Task to carry out: What is needed here is an exact copy of every entry.

_ _ _ _ _

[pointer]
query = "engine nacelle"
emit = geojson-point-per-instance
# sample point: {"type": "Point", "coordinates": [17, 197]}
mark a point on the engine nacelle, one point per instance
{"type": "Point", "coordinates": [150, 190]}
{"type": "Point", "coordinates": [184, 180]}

_ _ _ _ _

Exercise answer:
[pointer]
query = "engine nacelle"
emit = geojson-point-per-instance
# sample point: {"type": "Point", "coordinates": [17, 197]}
mark a point on the engine nacelle, one point per instance
{"type": "Point", "coordinates": [150, 190]}
{"type": "Point", "coordinates": [184, 180]}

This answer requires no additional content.